▶ WHAT YOU HAVE TO DO
Could you write out each of the records below, line for line, without changing anything?

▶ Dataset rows
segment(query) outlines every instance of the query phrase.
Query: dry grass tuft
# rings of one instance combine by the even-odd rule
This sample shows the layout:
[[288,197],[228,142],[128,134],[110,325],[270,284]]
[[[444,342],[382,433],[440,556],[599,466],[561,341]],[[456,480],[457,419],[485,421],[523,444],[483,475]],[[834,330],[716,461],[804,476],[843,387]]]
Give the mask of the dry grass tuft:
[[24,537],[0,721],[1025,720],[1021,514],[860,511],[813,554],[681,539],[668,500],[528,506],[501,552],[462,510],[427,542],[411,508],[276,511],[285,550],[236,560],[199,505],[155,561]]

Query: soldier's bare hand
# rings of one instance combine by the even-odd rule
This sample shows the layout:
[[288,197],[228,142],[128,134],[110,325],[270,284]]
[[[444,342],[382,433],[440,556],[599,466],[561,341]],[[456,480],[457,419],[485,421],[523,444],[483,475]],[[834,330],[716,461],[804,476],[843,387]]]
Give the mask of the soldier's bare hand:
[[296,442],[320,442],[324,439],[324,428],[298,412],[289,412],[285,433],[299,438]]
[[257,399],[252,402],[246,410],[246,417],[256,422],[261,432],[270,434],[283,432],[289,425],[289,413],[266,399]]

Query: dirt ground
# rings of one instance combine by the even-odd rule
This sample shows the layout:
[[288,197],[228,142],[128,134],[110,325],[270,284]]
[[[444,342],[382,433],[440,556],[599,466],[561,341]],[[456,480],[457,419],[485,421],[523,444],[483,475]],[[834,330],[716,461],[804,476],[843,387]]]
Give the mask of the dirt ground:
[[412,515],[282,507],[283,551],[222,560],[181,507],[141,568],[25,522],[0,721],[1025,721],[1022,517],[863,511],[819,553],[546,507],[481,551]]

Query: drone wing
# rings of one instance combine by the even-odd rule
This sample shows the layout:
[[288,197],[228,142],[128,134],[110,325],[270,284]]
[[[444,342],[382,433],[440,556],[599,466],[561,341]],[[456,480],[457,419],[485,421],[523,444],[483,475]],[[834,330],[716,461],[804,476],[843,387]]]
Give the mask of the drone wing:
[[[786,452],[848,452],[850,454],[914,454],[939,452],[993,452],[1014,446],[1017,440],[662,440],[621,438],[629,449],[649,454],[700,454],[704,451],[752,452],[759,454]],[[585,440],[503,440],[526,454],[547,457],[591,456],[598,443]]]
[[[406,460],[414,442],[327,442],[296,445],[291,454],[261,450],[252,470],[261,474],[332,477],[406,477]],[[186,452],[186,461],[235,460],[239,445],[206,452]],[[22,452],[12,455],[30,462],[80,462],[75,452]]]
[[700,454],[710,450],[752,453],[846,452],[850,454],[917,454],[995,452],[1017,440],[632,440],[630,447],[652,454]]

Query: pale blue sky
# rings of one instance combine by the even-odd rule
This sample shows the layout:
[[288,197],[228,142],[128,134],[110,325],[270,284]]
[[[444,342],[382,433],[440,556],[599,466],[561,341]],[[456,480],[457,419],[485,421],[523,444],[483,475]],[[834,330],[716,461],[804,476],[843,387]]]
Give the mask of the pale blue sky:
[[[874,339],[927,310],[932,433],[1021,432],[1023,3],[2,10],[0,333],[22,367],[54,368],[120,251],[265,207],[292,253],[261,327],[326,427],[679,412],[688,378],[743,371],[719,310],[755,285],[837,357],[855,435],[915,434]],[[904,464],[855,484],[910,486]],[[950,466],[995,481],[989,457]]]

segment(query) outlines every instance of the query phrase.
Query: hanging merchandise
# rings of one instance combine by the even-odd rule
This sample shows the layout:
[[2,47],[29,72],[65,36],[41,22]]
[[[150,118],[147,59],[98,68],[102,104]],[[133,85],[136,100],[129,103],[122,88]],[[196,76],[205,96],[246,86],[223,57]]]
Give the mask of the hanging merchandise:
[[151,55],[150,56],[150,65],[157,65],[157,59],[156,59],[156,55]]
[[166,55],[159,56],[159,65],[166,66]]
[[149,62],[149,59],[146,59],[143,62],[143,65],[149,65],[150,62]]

▶ ANSWER TO THE PROBLEM
segment(query) outlines every instance of the query phrase.
Query: dry grass tuft
# rings of one instance combine by the even-odd rule
This sample shows the layout:
[[288,197],[228,142],[128,134],[110,325],[270,284]]
[[[444,342],[382,433],[440,556],[599,466],[561,341]],[[456,480],[457,419],[485,421],[523,444],[483,475]],[[834,330],[716,461],[804,476],[843,387]]]
Give the mask of the dry grass tuft:
[[24,537],[0,721],[1025,720],[1021,514],[860,511],[813,554],[681,539],[668,500],[528,506],[501,552],[462,510],[427,542],[411,508],[276,511],[285,550],[236,560],[199,505],[155,561]]

Query: soldier's bare hand
# rings of one instance combine by the even-odd rule
This sample shows the layout:
[[288,197],[228,142],[128,134],[110,325],[270,284]]
[[[444,342],[382,433],[440,556],[599,466],[561,341]],[[456,480],[457,419],[485,421],[523,444],[483,475]],[[834,330],[716,461],[804,476],[843,387]]]
Give the mask of the soldier's bare hand:
[[296,442],[320,442],[324,439],[324,428],[298,412],[289,412],[285,433],[299,438]]
[[257,399],[252,402],[246,410],[246,417],[256,422],[261,432],[270,434],[283,432],[289,425],[289,413],[266,399]]

Query: dirt ground
# rings of one instance combine by the even-odd rule
This sample shows the layout:
[[288,197],[228,142],[128,134],[110,325],[270,284]]
[[[444,342],[382,433],[440,556],[599,466],[561,341]],[[456,480],[457,419],[485,421],[523,444],[483,475]],[[834,330],[716,461],[804,476],[843,387]]]
Give the mask of the dirt ground:
[[412,515],[282,507],[283,551],[222,560],[181,507],[141,568],[25,522],[0,721],[1025,721],[1022,517],[863,511],[819,553],[546,507],[481,551]]

Query: drone wing
# rings of one instance combine by the even-odd rule
This sample shows the layout:
[[288,197],[228,142],[128,134],[110,325],[270,284]]
[[[444,342],[382,433],[440,556],[599,466],[561,341]],[[456,480],[457,419],[485,421],[523,444],[483,475]],[[834,330],[716,461],[804,476],[843,387]]]
Give the mask of the drone wing:
[[[786,452],[848,452],[850,454],[914,454],[939,452],[993,452],[1014,446],[1017,440],[662,440],[621,438],[629,449],[649,454],[700,454],[704,451],[752,452],[759,454]],[[585,440],[503,440],[526,454],[547,457],[591,456],[598,443]]]
[[[406,460],[414,442],[327,442],[296,445],[291,454],[261,450],[252,470],[261,474],[332,477],[406,477]],[[186,452],[186,461],[235,460],[239,445],[206,452]],[[22,452],[12,455],[30,462],[80,462],[75,452]]]
[[700,454],[710,450],[752,453],[846,452],[850,454],[917,454],[995,452],[1017,440],[632,440],[630,447],[652,454]]

Query: pale blue sky
# rings of one instance combine by the even-odd rule
This sample shows the layout:
[[288,197],[228,142],[128,134],[110,325],[270,284]]
[[[444,342],[382,433],[440,556],[599,466],[561,341]],[[456,480],[457,419],[485,421],[523,444],[483,475]],[[834,330],[716,461],[804,476],[843,387]]]
Give the mask of the pale blue sky:
[[[874,339],[927,310],[932,433],[1021,432],[1023,3],[2,10],[0,333],[22,367],[54,368],[120,251],[265,207],[292,253],[261,327],[326,427],[679,412],[688,378],[743,371],[719,310],[755,285],[837,357],[855,435],[915,434]],[[904,464],[855,484],[910,486]],[[950,466],[995,481],[989,457]]]

segment(query) outlines every instance of the query phrase.
Query: hanging merchandise
# rings of one instance combine by the even-odd rule
This sample shows the layout:
[[2,47],[29,72],[65,36],[41,22]]
[[[150,118],[147,59],[98,68],[102,104]],[[133,85],[136,100],[129,103],[122,88]],[[196,76],[205,96],[246,86],[223,57]]]
Give the mask of the hanging merchandise:
[[151,55],[150,56],[150,65],[157,65],[157,59],[156,59],[156,55]]
[[166,55],[159,56],[159,65],[166,66]]
[[149,62],[149,59],[146,59],[143,62],[143,65],[149,65],[150,62]]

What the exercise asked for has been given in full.